== REQUIRED ACTIONS ==
- a) List each point the writer of the gamebook commentary says they don't know or can't say.
- b) Answer these questions using the gamebook commentary:
(i) What happens to those who fail the art competition?
(ii) What is Leesha vulnerable to?
(iii) What does the phoenix priest summon?
- c) Extend the gamebook commentary on Leesha's temple, picking up after its last sentence.

[Begin DOCUMENT EXTRACT]

The artist, Murkegg, mentions that those failing the art competition are sacrificed to honour the Dark One. Not a tremendous bit of world building from Sir Ian there. It could be anyone from Satan to Nyarlathotep really. But it serves its purpose.
Whether it has anything to do with a lunar deity I can't say, but Leesha obviously has a powerful black crescent shaped object.
The phoenix priest in white robes with the wind elemental chalice seems an odd choice in this location. Phoenixes and white robes strike me as positive imagery, and he summons a wind elemental, not a demonic creature. Perhaps his phoenix related knowledge is what sustains Leesha's immortality.
Leesha is vulnerable only to the 'jagged edge' of a sandworm's tooth, not its 'serrated edge' as I had remembered. Whether there's much difference in this detail I don't know, but I find it odd either way.
At what point you're in the temple itself, I don't know, but the first time anything very religious seems to occur is on entering the hall lined with armour and weapons where the dark disciples are, where there is also an alter and a marble slab on which you can be sacrificed.

[End DOCUMENT EXTRACT]
[Begin DATA LISTING]

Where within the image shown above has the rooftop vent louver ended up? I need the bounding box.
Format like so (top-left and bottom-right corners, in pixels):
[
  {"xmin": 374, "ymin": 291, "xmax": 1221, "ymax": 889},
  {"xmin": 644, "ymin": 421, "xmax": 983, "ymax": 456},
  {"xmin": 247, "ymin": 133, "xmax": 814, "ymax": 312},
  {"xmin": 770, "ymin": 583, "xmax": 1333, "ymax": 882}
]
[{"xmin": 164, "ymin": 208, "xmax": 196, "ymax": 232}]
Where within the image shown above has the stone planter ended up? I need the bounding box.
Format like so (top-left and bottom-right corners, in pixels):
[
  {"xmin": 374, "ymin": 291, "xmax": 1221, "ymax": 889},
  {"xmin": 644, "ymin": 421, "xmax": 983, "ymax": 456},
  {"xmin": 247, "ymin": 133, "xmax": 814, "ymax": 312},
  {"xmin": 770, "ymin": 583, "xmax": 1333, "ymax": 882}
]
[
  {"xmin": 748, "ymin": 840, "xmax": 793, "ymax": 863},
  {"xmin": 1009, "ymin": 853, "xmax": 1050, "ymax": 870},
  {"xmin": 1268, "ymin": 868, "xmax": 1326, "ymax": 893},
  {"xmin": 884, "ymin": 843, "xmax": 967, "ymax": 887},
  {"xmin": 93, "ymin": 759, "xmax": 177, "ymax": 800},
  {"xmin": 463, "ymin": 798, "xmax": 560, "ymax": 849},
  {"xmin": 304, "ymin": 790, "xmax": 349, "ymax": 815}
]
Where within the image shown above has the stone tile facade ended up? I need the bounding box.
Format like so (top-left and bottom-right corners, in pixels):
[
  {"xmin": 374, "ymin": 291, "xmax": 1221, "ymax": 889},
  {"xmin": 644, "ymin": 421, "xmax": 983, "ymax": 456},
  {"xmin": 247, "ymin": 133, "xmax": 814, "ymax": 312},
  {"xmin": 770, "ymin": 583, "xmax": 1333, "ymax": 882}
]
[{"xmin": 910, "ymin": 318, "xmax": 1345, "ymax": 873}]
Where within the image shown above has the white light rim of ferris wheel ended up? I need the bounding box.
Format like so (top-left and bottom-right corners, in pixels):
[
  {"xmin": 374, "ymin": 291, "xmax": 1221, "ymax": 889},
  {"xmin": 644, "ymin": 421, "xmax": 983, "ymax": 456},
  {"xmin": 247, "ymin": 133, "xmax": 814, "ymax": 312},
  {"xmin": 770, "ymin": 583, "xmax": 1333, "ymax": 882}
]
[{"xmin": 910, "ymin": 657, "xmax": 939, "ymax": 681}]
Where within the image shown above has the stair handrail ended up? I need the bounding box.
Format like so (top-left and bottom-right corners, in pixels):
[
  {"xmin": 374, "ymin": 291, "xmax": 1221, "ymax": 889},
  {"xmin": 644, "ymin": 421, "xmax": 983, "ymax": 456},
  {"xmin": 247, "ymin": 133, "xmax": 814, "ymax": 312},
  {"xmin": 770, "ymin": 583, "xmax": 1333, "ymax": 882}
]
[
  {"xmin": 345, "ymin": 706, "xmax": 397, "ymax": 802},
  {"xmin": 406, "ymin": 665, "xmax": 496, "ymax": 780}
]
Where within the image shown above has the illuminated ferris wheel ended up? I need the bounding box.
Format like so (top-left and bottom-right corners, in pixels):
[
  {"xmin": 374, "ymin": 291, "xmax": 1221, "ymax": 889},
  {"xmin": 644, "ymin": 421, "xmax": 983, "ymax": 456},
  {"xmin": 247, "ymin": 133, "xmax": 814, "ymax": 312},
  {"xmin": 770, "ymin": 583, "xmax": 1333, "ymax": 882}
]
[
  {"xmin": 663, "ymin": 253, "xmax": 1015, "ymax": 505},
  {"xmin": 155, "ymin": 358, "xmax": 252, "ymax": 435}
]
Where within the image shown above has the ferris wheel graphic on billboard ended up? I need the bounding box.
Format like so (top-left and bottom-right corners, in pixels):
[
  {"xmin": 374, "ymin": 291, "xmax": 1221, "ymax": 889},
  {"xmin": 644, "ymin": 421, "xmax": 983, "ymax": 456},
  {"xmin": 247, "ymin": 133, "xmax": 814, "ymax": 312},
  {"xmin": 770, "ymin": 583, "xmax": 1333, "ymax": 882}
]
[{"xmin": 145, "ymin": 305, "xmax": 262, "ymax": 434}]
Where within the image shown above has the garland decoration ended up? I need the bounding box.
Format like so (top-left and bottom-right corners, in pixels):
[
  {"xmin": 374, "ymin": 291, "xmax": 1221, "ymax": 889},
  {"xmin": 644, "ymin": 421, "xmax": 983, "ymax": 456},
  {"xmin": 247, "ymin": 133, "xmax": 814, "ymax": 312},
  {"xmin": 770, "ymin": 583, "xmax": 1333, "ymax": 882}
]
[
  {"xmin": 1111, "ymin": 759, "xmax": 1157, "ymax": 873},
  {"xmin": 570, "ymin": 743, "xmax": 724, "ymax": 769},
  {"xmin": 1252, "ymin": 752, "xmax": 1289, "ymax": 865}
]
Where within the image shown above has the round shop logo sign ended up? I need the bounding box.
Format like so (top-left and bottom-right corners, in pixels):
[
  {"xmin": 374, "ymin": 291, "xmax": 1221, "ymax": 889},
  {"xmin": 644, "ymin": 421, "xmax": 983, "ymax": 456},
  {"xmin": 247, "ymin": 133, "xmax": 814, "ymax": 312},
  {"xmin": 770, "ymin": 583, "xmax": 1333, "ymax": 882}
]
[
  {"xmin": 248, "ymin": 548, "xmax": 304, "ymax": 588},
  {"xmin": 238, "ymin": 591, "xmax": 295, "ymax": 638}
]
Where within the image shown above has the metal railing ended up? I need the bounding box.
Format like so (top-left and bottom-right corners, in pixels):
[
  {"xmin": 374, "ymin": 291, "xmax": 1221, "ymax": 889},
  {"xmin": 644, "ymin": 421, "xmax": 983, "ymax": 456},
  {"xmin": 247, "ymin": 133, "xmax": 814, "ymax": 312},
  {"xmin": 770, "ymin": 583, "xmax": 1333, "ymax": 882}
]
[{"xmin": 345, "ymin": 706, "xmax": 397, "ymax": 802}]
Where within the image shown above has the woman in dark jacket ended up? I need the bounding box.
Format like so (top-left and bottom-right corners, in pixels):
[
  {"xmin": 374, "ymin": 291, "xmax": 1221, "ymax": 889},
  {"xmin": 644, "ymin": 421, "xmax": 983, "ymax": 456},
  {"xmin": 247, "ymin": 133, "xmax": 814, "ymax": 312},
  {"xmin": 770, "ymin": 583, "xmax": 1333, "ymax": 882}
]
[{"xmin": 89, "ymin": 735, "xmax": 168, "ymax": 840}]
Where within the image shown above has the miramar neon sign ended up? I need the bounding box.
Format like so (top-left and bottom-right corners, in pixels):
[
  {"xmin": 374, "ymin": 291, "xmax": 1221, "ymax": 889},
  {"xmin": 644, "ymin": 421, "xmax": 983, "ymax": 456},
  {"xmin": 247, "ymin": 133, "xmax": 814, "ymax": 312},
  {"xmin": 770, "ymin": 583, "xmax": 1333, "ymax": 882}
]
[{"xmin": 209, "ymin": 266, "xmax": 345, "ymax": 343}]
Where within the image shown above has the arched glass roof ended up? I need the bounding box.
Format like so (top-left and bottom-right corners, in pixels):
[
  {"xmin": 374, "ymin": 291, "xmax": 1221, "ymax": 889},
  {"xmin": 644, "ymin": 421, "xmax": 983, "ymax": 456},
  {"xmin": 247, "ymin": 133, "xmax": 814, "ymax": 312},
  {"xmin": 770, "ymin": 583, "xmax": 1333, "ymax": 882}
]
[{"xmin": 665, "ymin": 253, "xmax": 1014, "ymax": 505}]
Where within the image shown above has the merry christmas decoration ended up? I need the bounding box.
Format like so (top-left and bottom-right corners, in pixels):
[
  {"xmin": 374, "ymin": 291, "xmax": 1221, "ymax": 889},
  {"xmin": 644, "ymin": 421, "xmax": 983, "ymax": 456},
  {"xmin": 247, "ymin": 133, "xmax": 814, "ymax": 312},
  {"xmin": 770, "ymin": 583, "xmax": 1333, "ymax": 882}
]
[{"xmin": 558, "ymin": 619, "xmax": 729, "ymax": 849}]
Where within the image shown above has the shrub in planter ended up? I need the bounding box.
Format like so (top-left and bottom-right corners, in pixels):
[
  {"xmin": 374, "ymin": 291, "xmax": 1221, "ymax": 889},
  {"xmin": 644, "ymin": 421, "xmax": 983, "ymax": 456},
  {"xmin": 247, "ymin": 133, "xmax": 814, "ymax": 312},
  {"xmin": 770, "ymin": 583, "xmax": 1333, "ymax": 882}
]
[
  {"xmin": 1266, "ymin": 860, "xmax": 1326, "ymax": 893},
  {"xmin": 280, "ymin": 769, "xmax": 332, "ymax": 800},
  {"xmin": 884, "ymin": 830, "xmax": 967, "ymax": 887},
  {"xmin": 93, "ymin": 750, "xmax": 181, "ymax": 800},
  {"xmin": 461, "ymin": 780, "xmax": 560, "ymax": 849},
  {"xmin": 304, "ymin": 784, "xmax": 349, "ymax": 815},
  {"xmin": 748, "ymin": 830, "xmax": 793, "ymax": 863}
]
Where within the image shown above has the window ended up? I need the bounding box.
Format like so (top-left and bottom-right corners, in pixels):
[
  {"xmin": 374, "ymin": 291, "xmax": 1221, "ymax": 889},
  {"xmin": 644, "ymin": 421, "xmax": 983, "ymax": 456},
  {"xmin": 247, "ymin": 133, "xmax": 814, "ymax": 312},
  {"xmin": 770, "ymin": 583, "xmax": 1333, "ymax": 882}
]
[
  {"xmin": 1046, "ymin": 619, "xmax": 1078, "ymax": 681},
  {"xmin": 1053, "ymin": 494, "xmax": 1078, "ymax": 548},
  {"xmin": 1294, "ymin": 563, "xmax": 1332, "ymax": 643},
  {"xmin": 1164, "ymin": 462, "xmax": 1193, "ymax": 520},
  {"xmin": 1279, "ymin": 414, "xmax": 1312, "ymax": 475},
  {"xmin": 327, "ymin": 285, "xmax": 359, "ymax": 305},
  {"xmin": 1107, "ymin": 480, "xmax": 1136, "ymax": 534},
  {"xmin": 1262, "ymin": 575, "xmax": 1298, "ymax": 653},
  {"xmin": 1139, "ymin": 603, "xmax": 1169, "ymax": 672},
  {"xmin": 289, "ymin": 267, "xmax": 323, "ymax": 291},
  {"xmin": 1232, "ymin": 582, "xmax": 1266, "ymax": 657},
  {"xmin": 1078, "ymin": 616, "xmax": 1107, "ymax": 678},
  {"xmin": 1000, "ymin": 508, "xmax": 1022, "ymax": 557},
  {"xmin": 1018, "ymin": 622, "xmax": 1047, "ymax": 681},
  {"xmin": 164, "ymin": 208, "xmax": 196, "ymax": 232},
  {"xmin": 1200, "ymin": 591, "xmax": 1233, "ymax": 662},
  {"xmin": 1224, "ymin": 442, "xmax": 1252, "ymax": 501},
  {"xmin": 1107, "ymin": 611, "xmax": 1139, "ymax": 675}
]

[End DATA LISTING]

== OUTPUTS FOR THE TASKS ==
- a)
- Whether Leesha's black crescent-shaped object has anything to do with a lunar deity
- Whether there's much difference between a sandworm tooth's "jagged edge" and its "serrated edge"
- At what point you're in the temple itself

- b)
(i) They are sacrificed to honor the Dark One.
(ii) The "jagged edge" of a sandworm's tooth.
(iii) A wind elemental.

- c)
The first time you're told you've entered a temple is when you first encounter Leesha, and you're told you've entered her inner temple (not a metaphor).
The dwarf informs you the dragon found nearest the entrance to the catacombs should be destroyed first. This is the first dragon you find, so unless the catacombs refers to a location I don't recall, I've always took this to mean the beginning of the 'dungeon crawl' section of the book is the catacombs. If this is the case, it's a loose use of the term which usually refers to a system of subterranean tombs or burial areas.
My only point is that the title makes far more of the temple than does the story. There's no early mention of finding the dragons in a temple complex, nor is much made of being in a temple complex.
Okay, I have a shower to clean, and I can't keep looking for reasons not to.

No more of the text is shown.